Top of Source passage
Posted August 25, 2015
Xiao-Nan Li, M.D., Ph.D., Baylor College of Medicine
DIPG is the most lethal childhood cancer. Approximately 300 children are diagnosed with DIPG each year, and less than 1% of those children will live 5 years beyond diagnosis. DIPG is a tumor found in the pons, the region that joins the spinal cord to the brain. The pons controls critical functions such as breathing, blood pressure, and heart rate. As the name suggests, DIPG is so devastating because the tumor cells grow through healthy tissue, making surgical recession impossible. Until recently, little progress had been made toward developing effective treatments due to a lack of experimental model systems.
In fiscal year 2010, Dr. Xiao-Nan Li from Baylor College of Medicine utilized a Peer Reviewed Cancer Research Program Concept Award to investigate the feasibility of using autopsied DIPG tissues to develop a mouse xenograft model (i.e., injecting DIPG cells into a mouse to form a new tumor). Dr. Li challenged the prevailing dogmas that insufficient viable tumor cells could be harvested from autopsied tissue to establish models and that, even if viable cells were recovered, the mouse brain stem was so fragile that injection of DIPG cells would incapacitate or kill the mouse. Early in the award, Dr. Li established that indeed, a population (~10% of the total cells) of the cells from an autopsy sample still consisted of viable tumor cells. Furthermore, these DIPG cells were tumorigenic and formed xenograft tumors in the brain stems of mice that replicated the relevant histopathological features of the original patient tumors. A characteristic important for the development of this as an experimental model, the xenografts could be propagated by serial subtransplantation. A few xenografts were even adapted to culture conditions—a first for DIPG cells. Finally, novel dysregulated and mutated genes were identified after sequencing the genetic material of two xenograft models and four autopsied DIPG tumor samples.
This work provides critically needed, and clinically relevant, DIPG animal models. These model systems form the foundation for studies searching for potential therapeutic targets. Once targets are identified, the models can then be used to test the safety and efficacy of potential therapeutics.
One such study using Dr. Li's model system can be found in a recently published article in Nature Medicine. Drs. Charles Keller and Michelle Monje led a large, collaborative effort to identify and develop effective treatments for DIPG. The mice with DIPG xenografts established by Dr. Li were treated with a putative therapeutic agent identified from a panel of 83 potential candidates. Furthermore, collaborators on this study utilized this model to define a potential therapeutic strategy for DIPG. This is a crucial step toward finding a treatment for a disease that is currently untreatable.
Bottom of Source passage
**Questions on the material:**
[a] According to the passage on DIPG, about how many children are diagnosed with DIPG each year?
[b] Copy the passage on DIPG word for word, from "Posted August 25, 2015" up to and including "experimental model systems.".
These lines come from a separate source.
Top of Dataset content
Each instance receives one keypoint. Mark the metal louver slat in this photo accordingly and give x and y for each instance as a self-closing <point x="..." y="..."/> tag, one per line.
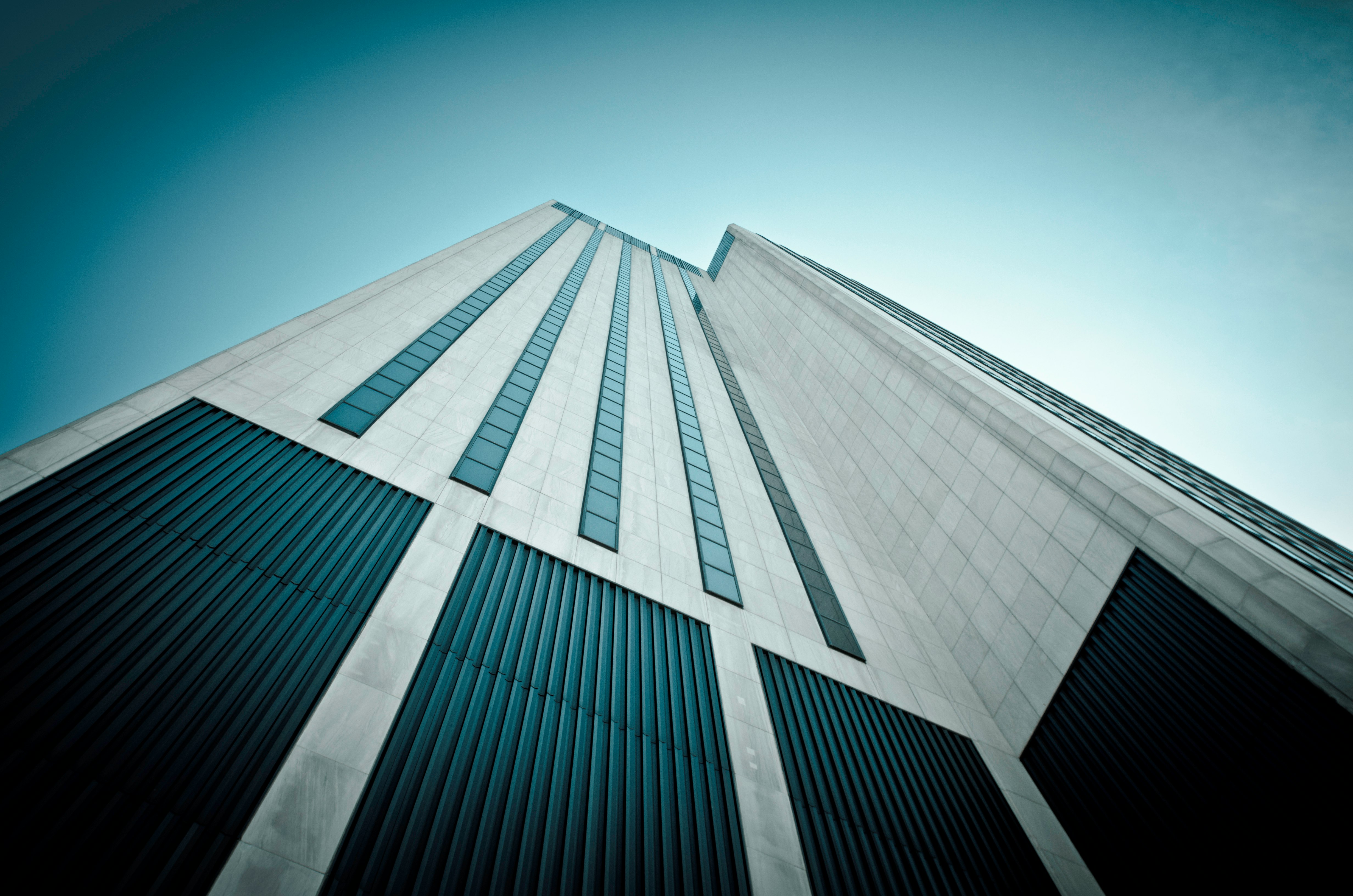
<point x="171" y="608"/>
<point x="887" y="802"/>
<point x="561" y="735"/>
<point x="1179" y="749"/>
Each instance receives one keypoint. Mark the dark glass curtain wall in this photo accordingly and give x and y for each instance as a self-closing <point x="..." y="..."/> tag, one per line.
<point x="562" y="735"/>
<point x="171" y="608"/>
<point x="887" y="802"/>
<point x="1180" y="754"/>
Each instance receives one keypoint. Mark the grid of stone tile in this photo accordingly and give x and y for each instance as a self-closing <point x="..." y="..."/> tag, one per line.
<point x="963" y="711"/>
<point x="1301" y="618"/>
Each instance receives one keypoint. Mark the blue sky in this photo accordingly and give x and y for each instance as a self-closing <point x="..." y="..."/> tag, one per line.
<point x="1147" y="205"/>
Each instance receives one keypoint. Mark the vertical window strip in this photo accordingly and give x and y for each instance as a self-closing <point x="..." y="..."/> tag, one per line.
<point x="488" y="451"/>
<point x="887" y="802"/>
<point x="366" y="404"/>
<point x="716" y="561"/>
<point x="577" y="214"/>
<point x="831" y="615"/>
<point x="720" y="254"/>
<point x="561" y="735"/>
<point x="175" y="606"/>
<point x="600" y="520"/>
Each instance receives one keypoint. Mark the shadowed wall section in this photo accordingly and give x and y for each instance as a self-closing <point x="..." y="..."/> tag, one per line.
<point x="1180" y="749"/>
<point x="562" y="735"/>
<point x="172" y="607"/>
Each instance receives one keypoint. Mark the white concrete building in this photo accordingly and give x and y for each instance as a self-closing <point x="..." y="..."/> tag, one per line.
Bottom of Dataset content
**Responses:**
[a] Approximately 300 children

[b]
Posted August 25, 2015
Xiao-Nan Li, M.D., Ph.D., Baylor College of Medicine
DIPG is the most lethal childhood cancer. Approximately 300 children are diagnosed with DIPG each year, and less than 1% of those children will live 5 years beyond diagnosis. DIPG is a tumor found in the pons, the region that joins the spinal cord to the brain. The pons controls critical functions such as breathing, blood pressure, and heart rate. As the name suggests, DIPG is so devastating because the tumor cells grow through healthy tissue, making surgical recession impossible. Until recently, little progress had been made toward developing effective treatments due to a lack of experimental model systems.